_Aim of the task:_ Copy every record exactly, leaving the pictures out.

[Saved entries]
********
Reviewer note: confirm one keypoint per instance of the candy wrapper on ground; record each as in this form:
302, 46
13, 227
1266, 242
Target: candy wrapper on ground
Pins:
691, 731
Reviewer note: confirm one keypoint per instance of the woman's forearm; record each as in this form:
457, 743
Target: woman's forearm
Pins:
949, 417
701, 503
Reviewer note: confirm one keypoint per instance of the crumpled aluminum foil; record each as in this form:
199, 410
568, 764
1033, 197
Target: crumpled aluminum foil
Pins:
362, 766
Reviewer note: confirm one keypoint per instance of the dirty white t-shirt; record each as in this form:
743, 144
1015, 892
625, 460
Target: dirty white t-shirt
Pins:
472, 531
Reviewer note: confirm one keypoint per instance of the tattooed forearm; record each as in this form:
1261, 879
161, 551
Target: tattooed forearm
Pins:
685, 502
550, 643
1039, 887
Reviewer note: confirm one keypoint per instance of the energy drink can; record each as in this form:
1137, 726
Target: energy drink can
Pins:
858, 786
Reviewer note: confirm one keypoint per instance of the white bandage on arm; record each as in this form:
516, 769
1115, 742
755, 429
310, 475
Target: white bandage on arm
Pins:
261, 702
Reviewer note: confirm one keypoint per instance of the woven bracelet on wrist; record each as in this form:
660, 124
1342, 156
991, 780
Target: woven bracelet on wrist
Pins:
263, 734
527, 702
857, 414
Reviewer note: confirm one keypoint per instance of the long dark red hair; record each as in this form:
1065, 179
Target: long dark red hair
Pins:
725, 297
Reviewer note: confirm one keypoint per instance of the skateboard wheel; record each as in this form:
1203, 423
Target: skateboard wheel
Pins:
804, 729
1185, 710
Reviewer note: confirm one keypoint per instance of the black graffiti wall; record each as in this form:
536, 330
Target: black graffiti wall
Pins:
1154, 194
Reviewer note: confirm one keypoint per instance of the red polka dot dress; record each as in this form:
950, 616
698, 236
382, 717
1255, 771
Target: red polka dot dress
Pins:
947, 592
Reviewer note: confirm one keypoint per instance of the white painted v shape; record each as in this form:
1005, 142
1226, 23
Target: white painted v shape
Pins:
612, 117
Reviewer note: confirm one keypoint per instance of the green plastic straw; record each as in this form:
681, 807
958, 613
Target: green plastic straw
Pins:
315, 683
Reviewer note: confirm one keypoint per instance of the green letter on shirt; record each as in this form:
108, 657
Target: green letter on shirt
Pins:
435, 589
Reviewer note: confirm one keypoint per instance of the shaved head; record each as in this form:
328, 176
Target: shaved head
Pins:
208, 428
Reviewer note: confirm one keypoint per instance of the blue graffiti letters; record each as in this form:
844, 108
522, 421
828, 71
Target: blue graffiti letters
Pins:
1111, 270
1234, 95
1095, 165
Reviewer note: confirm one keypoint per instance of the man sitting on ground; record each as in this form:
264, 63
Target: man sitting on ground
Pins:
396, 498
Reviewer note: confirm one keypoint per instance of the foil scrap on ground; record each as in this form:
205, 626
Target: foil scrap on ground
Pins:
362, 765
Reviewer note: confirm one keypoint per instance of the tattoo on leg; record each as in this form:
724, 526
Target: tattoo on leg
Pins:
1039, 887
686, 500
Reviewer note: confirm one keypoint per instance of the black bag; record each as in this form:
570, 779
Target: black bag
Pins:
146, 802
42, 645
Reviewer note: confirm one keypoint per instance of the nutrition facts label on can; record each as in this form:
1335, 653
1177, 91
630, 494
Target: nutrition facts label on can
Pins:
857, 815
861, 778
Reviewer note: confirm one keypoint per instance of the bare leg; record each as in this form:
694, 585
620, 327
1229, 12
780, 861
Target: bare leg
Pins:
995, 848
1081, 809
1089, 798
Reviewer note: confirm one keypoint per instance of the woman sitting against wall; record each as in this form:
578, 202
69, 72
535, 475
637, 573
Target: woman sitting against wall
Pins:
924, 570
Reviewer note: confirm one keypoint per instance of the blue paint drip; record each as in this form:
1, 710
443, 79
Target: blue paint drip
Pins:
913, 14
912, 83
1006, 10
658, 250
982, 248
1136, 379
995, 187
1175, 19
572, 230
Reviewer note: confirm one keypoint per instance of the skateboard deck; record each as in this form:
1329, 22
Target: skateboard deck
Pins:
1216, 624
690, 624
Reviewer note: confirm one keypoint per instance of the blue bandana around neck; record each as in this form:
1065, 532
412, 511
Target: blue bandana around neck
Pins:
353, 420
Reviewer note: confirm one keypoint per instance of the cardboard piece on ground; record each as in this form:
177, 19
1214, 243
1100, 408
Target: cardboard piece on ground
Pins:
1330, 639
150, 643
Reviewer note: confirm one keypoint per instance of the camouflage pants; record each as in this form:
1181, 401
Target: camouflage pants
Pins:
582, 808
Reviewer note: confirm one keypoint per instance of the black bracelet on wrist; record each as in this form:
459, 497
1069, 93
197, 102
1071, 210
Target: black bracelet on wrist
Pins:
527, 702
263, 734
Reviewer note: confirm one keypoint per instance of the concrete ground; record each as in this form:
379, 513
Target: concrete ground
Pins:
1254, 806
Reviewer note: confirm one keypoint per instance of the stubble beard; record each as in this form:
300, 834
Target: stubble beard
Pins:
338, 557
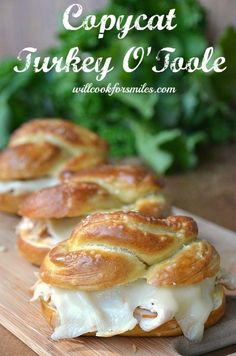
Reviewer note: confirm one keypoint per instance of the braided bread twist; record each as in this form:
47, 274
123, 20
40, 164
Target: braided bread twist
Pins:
45, 147
96, 189
111, 249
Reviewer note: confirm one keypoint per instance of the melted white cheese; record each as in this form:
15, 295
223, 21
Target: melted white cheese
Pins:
27, 186
111, 312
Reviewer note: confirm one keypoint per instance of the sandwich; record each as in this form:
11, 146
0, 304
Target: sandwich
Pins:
38, 152
50, 214
124, 273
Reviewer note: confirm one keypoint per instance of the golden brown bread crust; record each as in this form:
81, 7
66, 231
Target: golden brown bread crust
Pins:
98, 189
103, 188
128, 182
143, 244
28, 160
67, 200
170, 328
33, 253
9, 202
66, 131
156, 206
48, 146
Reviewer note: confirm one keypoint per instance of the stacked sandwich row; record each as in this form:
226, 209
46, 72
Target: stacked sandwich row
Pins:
112, 261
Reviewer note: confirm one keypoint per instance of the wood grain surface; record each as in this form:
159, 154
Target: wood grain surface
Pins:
24, 320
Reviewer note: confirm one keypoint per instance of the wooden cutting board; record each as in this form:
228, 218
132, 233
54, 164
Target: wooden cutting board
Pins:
24, 320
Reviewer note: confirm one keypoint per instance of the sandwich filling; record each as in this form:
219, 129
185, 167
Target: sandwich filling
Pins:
46, 232
18, 187
117, 310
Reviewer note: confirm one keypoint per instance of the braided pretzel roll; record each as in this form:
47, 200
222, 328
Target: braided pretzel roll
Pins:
130, 274
50, 214
38, 151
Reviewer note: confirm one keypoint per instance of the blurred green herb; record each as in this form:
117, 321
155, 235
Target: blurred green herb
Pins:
165, 129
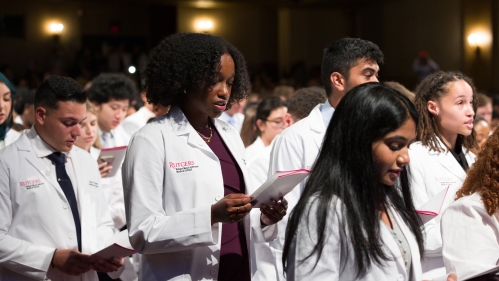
********
_Output:_
Reviewer note: confirm one keypoint per instance of the candy wrapper on ground; record each as in this form:
302, 46
13, 227
1266, 242
Target: candy wrapper on ground
Pins:
691, 731
Reviewer note: confirm one keypoint per instance of the woman's forearm; record each as in this form:
457, 743
Target: woman's forearm
Pins:
949, 417
701, 503
Reviewer note: confirm one keypoint per instance of the crumpled aluminum foil; record each as in this form:
199, 410
568, 764
1033, 197
Target: crumpled aluminum foil
Pins:
362, 766
Reviewer note: confirm one keypoint per instance of the dirty white t-shirt; record each as in this form:
743, 144
1015, 892
625, 460
Target: dirty white t-shirt
Pins:
472, 531
Reviewer note: confirm one keypoint per instance of the tattooed forearm; record each as in this form:
1261, 879
161, 551
Target: tattooed forearm
Pins:
685, 502
550, 643
1039, 887
Reviewer note: confirm one keypoint per instance of the energy drink can; record each as in this form:
1137, 726
Target: energy drink can
Pins:
858, 786
Reviewer note: confirm one keypoint per instance of the white bandage on arm; record each as in this form:
516, 769
1115, 742
755, 429
310, 475
Target: white bandage on arm
Pins:
261, 702
Reviewer note: confirm one keypoint per instance of the woven bracelet on wrist; record each as in this form:
660, 124
1342, 156
991, 780
Target: woven bracelet on wrist
Pins:
263, 734
527, 702
857, 414
Reviewer note: confirm one keypoint per instance of the long dark red hair; record each as in this form:
1065, 179
Target: long dark red hair
Pins:
725, 297
Reviewer note: confirm one keypoint per instance of the skateboard wheel; record each as in this form:
1203, 423
Target: skateboard wheel
Pins:
804, 729
1185, 710
Reviewer note: confirm one keypoint per instance of the black graffiti wall; record each as in this form:
536, 330
Target: black graffiti wall
Pins:
1154, 194
Reviewer note: confirm one keypoint per instance of the red polka dot dress; record each as in this form:
950, 616
698, 236
382, 717
1255, 771
Target: red polka dot dress
Pins:
947, 592
Reviewer note: confirm one keypoint per instance of the white painted v shape; record each as in this form:
1005, 142
1226, 23
Target: white painted v shape
Pins:
612, 117
Reviewer note: confirm one keypoint per instance of the green plastic straw; record each as in this form:
681, 807
958, 613
Target: green plastic straw
Pins:
315, 683
Reviewer note: confirm one keypoint per instance of the green letter on shirt; record each as in this form:
108, 657
Target: green letter on shirt
Pins:
435, 589
Reviewer note: confirm one keypoint per instance of the shaved head; record each as in this form:
328, 176
Target: shaved head
Pins:
208, 428
Reviewer note: confirm one keypoint per instance of the blue graffiti letters; record each as in this form:
844, 108
522, 421
828, 71
Target: blue graffiti letters
Pins:
1111, 270
1234, 95
1095, 165
Reviewer note: confirm one keypoint per instance of the man sitting on ground; record each as in this form:
264, 63
Target: man sitting on ground
Pins:
396, 498
Reviewer note: confirm one keypoint per instance of the foil scrap on ground; record each as in this form:
205, 626
Target: foil scrap on ground
Pins:
362, 765
Reviewer note: confirm one keypoint per instance of the tattoo on leg; record each as in this form:
724, 526
Target: tattoo on leg
Pins:
1039, 887
686, 500
Reviewer note: confirm one keypoint per instance of the black bag; record each as in this form:
570, 779
Target: black bag
Pins:
146, 802
42, 645
Reviewer note: confirm one keypoint per instance of the nutrition facts label on can; record each as in this form:
1335, 653
1177, 91
630, 494
Target: nutrition facts label on can
Pins:
857, 815
861, 778
Reviewer note: confirm one keypoint per instance of the bare leg; record each as in this form:
694, 585
620, 327
1229, 12
780, 861
Target: bare leg
Pins:
995, 848
1081, 809
1089, 798
Reviewer note: confirm one keypoint per instance of the woman sitting against wall; record each as in this form:
578, 202
69, 72
535, 475
637, 573
Target: woman sitting against wall
Pins:
924, 570
Reviewer note: confirm one keypoint per instance of the blue paint drip; record each as in this form:
1, 710
443, 79
Target: blue paint drip
Pins:
913, 14
912, 83
1006, 10
658, 250
982, 248
1136, 379
995, 187
1175, 19
572, 230
Reviewer note: confirm one keypoint per instance of the skateboard deck; record each as in this form:
1329, 22
Target: skateboard deck
Pins:
1216, 624
690, 624
Reviewer note: confirm one keypoint per instance of the blue bandana around neck; record each as in this form:
1065, 532
412, 511
Target: blue bandana around neck
Pins:
353, 420
Reviewer note: confirm one keypoint per instance of the cardboard piece on ground; record each as in this form:
177, 19
1214, 243
1100, 408
Target: cardboard piece on ground
Pins:
1330, 639
150, 643
Reviewer note: confirm one keypoint per instance of the camouflage pants; record each as in this form:
1181, 401
Target: camouflage pants
Pins:
582, 808
Reviewer note: confirm one keypoint per instance of the black bracelet on wrist; record each as in this form:
459, 497
1069, 93
197, 102
1071, 210
Target: black bracelet on wrist
Pins:
527, 702
263, 734
Reviewer note: confirm one keypoint per instance of the concrete ground; record each as in this form:
379, 513
Target: concrete ground
Pins:
1254, 806
Reviewer note: confirm one keypoint per instance of the stubble beard; record each as in this form:
300, 834
Target: stubble beard
Pins:
338, 557
Reviewer note: confirm one keypoint per instance of the braided bread twist; record each as in this form:
47, 274
123, 20
40, 164
Target: braided bread twist
Pins:
45, 147
96, 189
111, 249
Reviewer note: confirm one keypoint per instance of the melted white cheese; record each as in this form:
15, 295
223, 21
Target: melted white cheese
Pins:
27, 186
111, 312
Reviewer note: confirm one keypoint per instance of the sandwich; record each as in this form:
11, 146
0, 304
Target: sandwich
Pins:
38, 152
50, 214
124, 273
Reviewer note: confirm one keypoint per instance of the golden brown bread crust; record each as in this form:
81, 7
66, 231
Target: golden brown bread crust
Pins:
98, 189
103, 188
128, 182
143, 244
28, 160
67, 200
170, 328
33, 253
9, 202
66, 131
156, 206
48, 146
Reviewer note: confirm one keypoint per instance of the stacked sandwich row; record each as in this form:
226, 209
46, 72
Target: stacked sandwich row
Pins:
112, 261
Reviewer note: confirm one keypoint per instance of the wood grain surface; record each as in this form:
159, 154
Target: wood grain surface
Pins:
24, 320
Reviewer note: confirm one keypoint per instance of the wooden cutting board; record each as in this form:
228, 218
132, 233
54, 164
Target: wooden cutting board
Pins:
24, 320
Reviewer note: confirm one keypoint per instance of the sandwich filling; record each as in this form:
219, 129
185, 167
Target: sandwich filling
Pins:
46, 232
18, 187
117, 310
Reviewer note: confirm one keypoint per instance of the braided pretzel roll; record each as in this form:
47, 200
222, 328
Target: braided pretzel roll
Pins:
130, 274
50, 214
38, 151
Reviewer note: confirm one keypoint per instance of the blurred green herb; record each as in this form:
117, 321
155, 235
Target: blurred green herb
Pins:
165, 129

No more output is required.